Instructions to follow —
Read the lines below and count those that have the word "query". Respond with the number only.

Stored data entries

+ + +

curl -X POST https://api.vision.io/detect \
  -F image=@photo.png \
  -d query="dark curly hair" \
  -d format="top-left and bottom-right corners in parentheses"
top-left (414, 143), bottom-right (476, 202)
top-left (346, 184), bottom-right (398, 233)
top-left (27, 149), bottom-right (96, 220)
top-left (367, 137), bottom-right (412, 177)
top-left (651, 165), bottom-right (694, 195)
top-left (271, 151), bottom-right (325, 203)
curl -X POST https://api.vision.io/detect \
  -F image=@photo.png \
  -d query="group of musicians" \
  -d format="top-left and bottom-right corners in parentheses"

+ + +

Result for this exercise —
2